The downside of Pelikan’s approach is that history swallows exegesis—history here meaning the reception of Luke’s text over time as opposed to the meaning of Luke’s text in its own time. Such an approach is valuable, but it also brackets careful, synchronic exegesis, word study, and the like, with the result that it diachronically reads the tradition backward into the text. Tubingen’s overemphasis on discontinuity between early Christianity and early Catholicism was an error in one direction; the danger is that Pelikan’s approach, in less skillful hands, will commit the same error in the other direction, overemphasizing continuity, as if the road between the Jerusalem Council and the ones at Nicea and Chalcedon were straight, flat, and easy.

To be sure, a case can be made that the patristic consensus is the organic development of seeds planted by Luke and other biblical authors. But it must be kept in mind that the tradition grew not only out of the biblical seed, but also in a post-biblical ground. Both seed and culture contributed to the plant that bloomed, but the culture may have thwarted the growth of some of the seed’s roots and fruits. For example, in his comments on Acts 21:9–10—which names Agabus and Philip’s four daughters as prophets—Pelikan writes, “It does not seem possible on the basis of the existing documentary evidence to date with any precision the decline (or even eventual disappearance) of this distinct ‘prophetic’ office from the range of ministries in the church. But the evidence does suggest that the Montanist movement … was a major factor in bringing such a change.” During this same period, he notes, the term “prophets” in the New Testament came to be interpreted as “biblical prophets, not prophets in the church.” Moreover, the apostolic and prophetic foundation of the church (Ephesians 2:20), came to be understood as referring to “the authority of Scriptures … though only in the context of the total system of authority and continuity, which included the authority of tradition … of the ministerial and episcopal office […], of the creed as rule of faith […], and of the councils of the church […]” (226, internal citations omitted). One wonders whether the demise of prophecy happened so organically, as Pelikan seems to claim, or whether emerging institutions simply crowded out charismatic gifts, then justified their growth by retroactively redefining terms. Given the persistence of charismatic gifts throughout church history, not to mention the persistent tensions between institution and charisma, the relationship between Scripture’s starting point and tradition’s destination is anything but smooth, let alone inevitable.

> _ACTIVITY LIST_:
**a)** In the passage, rewrite the part from "The downside of" up to and including "flat, and easy.", changing "Jerusalem Council" to "Council of Jerusalem".
**b)** According to the passage, what movement does Pelikan name as a major factor in the decline of the prophetic office?
**c)** Pick up the passage on Pelikan's approach right after its final sentence and keep writing.
The items after this point are separate from the passage.

> _PROVIDED MATERIAL_:
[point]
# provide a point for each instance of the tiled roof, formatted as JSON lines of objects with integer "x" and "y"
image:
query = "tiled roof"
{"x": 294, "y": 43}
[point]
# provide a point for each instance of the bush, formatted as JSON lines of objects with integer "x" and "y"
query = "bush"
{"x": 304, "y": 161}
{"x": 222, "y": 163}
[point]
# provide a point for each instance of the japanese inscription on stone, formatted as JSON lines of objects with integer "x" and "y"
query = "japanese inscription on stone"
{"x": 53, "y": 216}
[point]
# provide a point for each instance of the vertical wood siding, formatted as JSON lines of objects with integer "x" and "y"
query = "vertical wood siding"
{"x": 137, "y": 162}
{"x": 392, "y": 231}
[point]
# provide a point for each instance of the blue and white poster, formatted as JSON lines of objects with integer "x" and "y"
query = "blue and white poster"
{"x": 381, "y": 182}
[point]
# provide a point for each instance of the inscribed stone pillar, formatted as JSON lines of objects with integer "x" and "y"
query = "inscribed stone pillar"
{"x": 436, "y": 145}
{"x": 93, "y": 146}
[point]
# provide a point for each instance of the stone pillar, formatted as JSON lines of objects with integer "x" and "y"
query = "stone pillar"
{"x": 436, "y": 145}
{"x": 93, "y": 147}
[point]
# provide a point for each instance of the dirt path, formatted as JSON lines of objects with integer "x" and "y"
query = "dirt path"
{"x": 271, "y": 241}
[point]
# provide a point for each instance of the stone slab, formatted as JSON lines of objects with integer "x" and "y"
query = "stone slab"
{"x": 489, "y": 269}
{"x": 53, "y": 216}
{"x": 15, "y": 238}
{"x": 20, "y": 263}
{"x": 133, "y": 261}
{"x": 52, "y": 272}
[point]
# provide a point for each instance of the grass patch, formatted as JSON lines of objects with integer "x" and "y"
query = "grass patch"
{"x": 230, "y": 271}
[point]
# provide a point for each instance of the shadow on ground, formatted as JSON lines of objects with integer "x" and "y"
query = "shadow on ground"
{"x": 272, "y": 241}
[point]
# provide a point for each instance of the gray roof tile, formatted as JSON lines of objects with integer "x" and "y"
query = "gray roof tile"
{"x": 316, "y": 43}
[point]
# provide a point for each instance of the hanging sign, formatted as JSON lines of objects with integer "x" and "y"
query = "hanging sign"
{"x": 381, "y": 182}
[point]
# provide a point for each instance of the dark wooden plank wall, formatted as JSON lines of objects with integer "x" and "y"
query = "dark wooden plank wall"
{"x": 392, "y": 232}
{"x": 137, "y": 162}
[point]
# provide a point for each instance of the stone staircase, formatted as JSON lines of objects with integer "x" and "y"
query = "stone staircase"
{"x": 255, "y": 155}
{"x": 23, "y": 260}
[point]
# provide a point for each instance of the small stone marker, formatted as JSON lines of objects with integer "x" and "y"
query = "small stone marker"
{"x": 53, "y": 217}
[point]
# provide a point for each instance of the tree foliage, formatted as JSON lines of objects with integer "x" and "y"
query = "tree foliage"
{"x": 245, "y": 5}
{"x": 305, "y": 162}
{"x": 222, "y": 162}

> _OUTPUTS BY TASK_:
**a)**
The downside of Pelikan’s approach is that history swallows exegesis—history here meaning the reception of Luke’s text over time as opposed to the meaning of Luke’s text in its own time. Such an approach is valuable, but it also brackets careful, synchronic exegesis, word study, and the like, with the result that it diachronically reads the tradition backward into the text. Tubingen’s overemphasis on discontinuity between early Christianity and early Catholicism was an error in one direction; the danger is that Pelikan’s approach, in less skillful hands, will commit the same error in the other direction, overemphasizing continuity, as if the road between the Council of Jerusalem and the ones at Nicea and Chalcedon were straight, flat, and easy.

**b)** The Montanist movement.

**c)**
Still, there must be continuity between Acts and early Christianity, or there would have been no reason to retain the book in the New Testament canon. So, yes, “the church really did get it right”—though not easily, not smoothly, and not in every detail, which is why there are still disagreements among those who affirm the Nicene Creed, and why it is important to recur to Scripture as the touchstone of theology. And while a commentary like Pelikan’s is valuable for showing continuity between early Christianity and the patristic consensus, traditional exegetical commentaries still constitute the greater need of readers. For such exegesis, one must look elsewhere than this book.

Book Reviewed
Jaroslav Pelican, Acts, Brazos Theological Commentary on the Bible, ed. R. R. Reno (Grand Rapids, MI: Brazos Press, 2005).